Estratto —
****
È vero. Non so, mi piace moltissimo quel pezzo, perché per me là dentro, come ti dicevo, c’è tanto Ornette Coleman ,e lo stile che hai notato è il risultato finale di quello che ogni membro della band ha voluto metterci dentro con la sua interpretazione. E così Justin voleva incorporare alcune sonorità di New Orleans, perché pur essendo nato a Filadelfia ha passato due mesi lì a studiare quello stile con quei musicisti e poi, insieme con Eric, hanno deciso di andare ancora oltre e mettere ancora altre «spezie».
La formazione in quartetto è un oggetto che ti porti dietro da quasi quarant’anni, una specie di organismo che si evolve: cosa ti piace di questo tipo di line-up?
È un organismo, in primo luogo, perché in parte i musicisti sono cambiati e quindi si è rigenerato. Robert Hurst, per esempio, sta insegnando all’Università del Michigan e suona con un sacco di gente diversa; Jeff «Tain» Watts sta suonando molto con la sua band ed è concentrato sui suoi progetti. Eric Revis, il nostro bassista, si è unito alla band nel 1996, Joey Calderazzo direi nel 1999 e Justin Faulkner nel 2009. Cambiare musicisti fa ovviamente cambiare il suono, ma è soprattutto suonare per tanto tempo insieme che consente di sviluppare una propria identità, mutare l’approccio nel verso di un linguaggio comune e più intuitivo. Cambiando individualmente come musicisti, come è inevitabile, cambia anche il suono della band; non è che si possa utilizzare una equazione matematica per descriverlo, ma è qualcosa che ha più a che fare con la capacità di ascoltare sé stessi e gli altri. Se sei in un quartetto, la capacità d’ascoltare ciò che ciascun altro sta facendo simultaneamente è fondamentale; il tuo solo non può prescindere da quello che capita intorno, non comandano gli accordi come ti dicevo, comanda il fenomeno estemporaneo musicale. Bisogna saper cogliere ciò che si può sviluppare in quel momento comune, per dirlo con una formula: più tempo passi insieme, meglio funziona.
****
Estratti dei dati —

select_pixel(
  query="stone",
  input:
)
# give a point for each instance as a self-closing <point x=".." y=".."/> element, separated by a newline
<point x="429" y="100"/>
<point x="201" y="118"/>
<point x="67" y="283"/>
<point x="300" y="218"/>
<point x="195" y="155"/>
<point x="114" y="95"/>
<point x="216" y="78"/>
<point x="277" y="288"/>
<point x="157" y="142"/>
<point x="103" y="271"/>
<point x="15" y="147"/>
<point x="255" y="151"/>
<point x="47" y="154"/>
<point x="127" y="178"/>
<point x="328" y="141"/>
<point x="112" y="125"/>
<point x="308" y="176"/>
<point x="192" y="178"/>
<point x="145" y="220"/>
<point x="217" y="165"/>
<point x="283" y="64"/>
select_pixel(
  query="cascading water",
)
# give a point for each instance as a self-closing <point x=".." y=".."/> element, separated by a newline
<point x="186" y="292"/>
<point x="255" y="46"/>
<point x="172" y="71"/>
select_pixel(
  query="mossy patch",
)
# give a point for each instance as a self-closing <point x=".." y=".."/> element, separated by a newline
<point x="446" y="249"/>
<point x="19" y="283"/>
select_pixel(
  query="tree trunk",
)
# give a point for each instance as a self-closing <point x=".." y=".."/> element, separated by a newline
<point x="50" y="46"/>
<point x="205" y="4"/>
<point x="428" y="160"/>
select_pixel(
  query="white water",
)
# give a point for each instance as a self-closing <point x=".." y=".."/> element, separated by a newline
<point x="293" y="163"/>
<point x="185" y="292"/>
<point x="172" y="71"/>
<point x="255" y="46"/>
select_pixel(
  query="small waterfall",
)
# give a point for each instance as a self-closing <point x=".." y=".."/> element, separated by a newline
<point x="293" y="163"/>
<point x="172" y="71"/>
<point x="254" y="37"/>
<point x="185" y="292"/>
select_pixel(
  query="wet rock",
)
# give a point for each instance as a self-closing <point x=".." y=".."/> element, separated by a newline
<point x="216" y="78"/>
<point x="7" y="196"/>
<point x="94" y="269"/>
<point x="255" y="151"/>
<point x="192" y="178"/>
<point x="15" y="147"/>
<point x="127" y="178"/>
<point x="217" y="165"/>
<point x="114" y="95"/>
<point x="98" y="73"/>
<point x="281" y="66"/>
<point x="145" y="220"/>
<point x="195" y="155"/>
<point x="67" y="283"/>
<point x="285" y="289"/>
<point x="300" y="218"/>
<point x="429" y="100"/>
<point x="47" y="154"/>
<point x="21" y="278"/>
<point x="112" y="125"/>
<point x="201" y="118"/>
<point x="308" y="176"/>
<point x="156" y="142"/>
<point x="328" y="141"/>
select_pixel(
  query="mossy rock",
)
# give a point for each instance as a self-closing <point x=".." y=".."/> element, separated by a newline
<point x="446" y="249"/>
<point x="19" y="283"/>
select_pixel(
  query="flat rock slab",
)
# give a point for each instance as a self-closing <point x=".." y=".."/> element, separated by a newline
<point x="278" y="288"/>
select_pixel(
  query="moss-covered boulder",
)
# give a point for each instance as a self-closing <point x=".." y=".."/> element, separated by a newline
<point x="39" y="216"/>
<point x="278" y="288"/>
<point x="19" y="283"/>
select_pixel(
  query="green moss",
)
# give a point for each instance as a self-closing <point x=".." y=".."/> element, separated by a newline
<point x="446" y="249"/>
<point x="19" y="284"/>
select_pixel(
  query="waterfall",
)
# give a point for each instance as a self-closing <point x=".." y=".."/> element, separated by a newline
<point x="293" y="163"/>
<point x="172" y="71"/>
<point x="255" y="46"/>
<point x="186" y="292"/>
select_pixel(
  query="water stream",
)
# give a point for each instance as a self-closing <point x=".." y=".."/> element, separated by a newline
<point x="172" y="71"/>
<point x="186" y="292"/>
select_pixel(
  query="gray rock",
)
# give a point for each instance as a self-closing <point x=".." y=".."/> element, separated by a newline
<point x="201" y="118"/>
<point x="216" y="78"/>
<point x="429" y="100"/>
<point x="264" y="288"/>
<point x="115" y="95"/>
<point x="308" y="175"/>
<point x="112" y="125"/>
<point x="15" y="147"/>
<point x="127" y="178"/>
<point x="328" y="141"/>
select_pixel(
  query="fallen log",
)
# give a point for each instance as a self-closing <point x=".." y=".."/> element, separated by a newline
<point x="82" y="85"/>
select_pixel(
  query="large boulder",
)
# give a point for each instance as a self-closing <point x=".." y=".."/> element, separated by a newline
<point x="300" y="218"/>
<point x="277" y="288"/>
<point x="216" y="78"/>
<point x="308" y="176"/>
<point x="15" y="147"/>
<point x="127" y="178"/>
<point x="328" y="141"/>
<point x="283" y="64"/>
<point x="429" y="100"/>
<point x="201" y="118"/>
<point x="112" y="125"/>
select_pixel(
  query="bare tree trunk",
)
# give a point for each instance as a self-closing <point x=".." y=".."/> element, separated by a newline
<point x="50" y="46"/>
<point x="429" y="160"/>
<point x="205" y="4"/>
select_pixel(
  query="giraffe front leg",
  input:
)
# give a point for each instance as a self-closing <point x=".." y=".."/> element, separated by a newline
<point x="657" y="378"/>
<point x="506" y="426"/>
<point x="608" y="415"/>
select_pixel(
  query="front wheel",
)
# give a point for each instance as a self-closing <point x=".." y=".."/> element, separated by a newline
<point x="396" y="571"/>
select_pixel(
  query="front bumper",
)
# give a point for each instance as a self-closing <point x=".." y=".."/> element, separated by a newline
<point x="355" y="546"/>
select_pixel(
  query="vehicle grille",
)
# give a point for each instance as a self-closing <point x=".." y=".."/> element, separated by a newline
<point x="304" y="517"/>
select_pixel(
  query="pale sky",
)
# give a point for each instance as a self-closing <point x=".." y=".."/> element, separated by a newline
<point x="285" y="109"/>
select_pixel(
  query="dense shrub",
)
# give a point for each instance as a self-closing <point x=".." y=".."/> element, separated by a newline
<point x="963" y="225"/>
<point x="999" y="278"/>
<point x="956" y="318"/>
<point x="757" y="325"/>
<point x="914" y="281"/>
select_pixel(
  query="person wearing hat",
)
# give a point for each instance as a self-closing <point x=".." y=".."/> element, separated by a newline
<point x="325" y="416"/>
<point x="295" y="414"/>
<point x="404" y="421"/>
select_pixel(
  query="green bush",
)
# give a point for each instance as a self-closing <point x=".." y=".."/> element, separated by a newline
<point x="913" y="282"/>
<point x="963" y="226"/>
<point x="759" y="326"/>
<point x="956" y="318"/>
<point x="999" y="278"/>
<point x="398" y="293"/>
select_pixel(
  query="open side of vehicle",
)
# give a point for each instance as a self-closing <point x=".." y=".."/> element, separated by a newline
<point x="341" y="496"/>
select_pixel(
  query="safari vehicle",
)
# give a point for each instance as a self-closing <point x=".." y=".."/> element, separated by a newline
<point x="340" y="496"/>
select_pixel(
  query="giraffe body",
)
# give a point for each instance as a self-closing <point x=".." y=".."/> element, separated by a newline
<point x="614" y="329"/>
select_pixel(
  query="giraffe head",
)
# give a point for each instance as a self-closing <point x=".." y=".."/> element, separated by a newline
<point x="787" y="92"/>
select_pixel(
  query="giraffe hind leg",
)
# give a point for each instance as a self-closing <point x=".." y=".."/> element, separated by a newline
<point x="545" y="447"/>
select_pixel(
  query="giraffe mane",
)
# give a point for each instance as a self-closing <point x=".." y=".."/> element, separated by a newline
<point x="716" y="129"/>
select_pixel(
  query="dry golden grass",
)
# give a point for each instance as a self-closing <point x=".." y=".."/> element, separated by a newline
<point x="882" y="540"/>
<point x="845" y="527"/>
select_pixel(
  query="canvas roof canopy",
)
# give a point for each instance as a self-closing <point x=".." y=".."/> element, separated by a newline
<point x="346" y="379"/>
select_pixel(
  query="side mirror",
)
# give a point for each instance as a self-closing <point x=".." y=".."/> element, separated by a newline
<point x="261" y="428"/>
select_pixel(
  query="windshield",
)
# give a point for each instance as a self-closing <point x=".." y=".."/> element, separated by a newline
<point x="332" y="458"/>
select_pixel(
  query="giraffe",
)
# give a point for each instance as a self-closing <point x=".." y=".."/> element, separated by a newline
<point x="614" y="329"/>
****
Cosa si chiede —
[1] Nell'intervista sul quartetto, in che anno è entrato nella band Justin Faulkner?
[2] Elenca tutte le persone chiamate per nome nell'intervista sul quartetto.
[3] Prosegui, per favore, l'intervista sul quartetto a partire dalla sua ultima frase.

Risposte per punto —
[1] Nel 2009.

[2] Ornette Coleman, Justin Faulkner, Eric Revis, Robert Hurst, Jeff «Tain» Watts, Joey Calderazzo.

[3]
Mi chiedevo, un po’ giocosamente, come ha reagito Joey Calderazzo quando ha scoperto che avrebbe dovuto prendere i «panni» di Keith Jarrett per un album intero.
Mi sa che all’inizio è andato in panico. Ma credo solo all’inizio: vedi, lui è molto più fanatico del jazz di quanto io non lo sia. Da ragazzino lui ascoltava jazz, io r&b. Ora, non essendo strettamente un pianista, posso solo immaginare che se cerchi di suonare come Keith Jarrett il suo materiale possa davvero spaventarti e bloccarti. Alla fine, abbiamo deciso di passarci attraverso, per così dire; ci siamo seduti, ne abbiamo parlato e abbiamo tirato fuori alcuni aspetti. È stato divertente, era tutta un’obiezione: «Ma qui Keith suona così o cosà» e io ogni volta: «Ho bisogno che tu suoni la nostra musica come sai fare», «Sì, ma Keith…», «Smettila! Andiamo a suonare» e così abbiamo fatto. Al di là di tutto, secondo me tutti i ragazzi sono davvero quelli giusti per questo progetto; non abbiamo perso molto tempo ad ascoltarci dopo la registrazione, a capire se avessimo lavorato bene come singoli. Ci siamo insieme sintonizzati sul suono di gruppo e su ciò che poteva migliorare da quel punto di vista.
L’aspetto che trovo particolarmente bello di questo «Belonging» è quello che in musica si chiama il «rhythmic placement», la capacità di suonare le note spostate di un incalcolabile minimo spazio prima o dopo il beat, che costruisce la magia del jazz.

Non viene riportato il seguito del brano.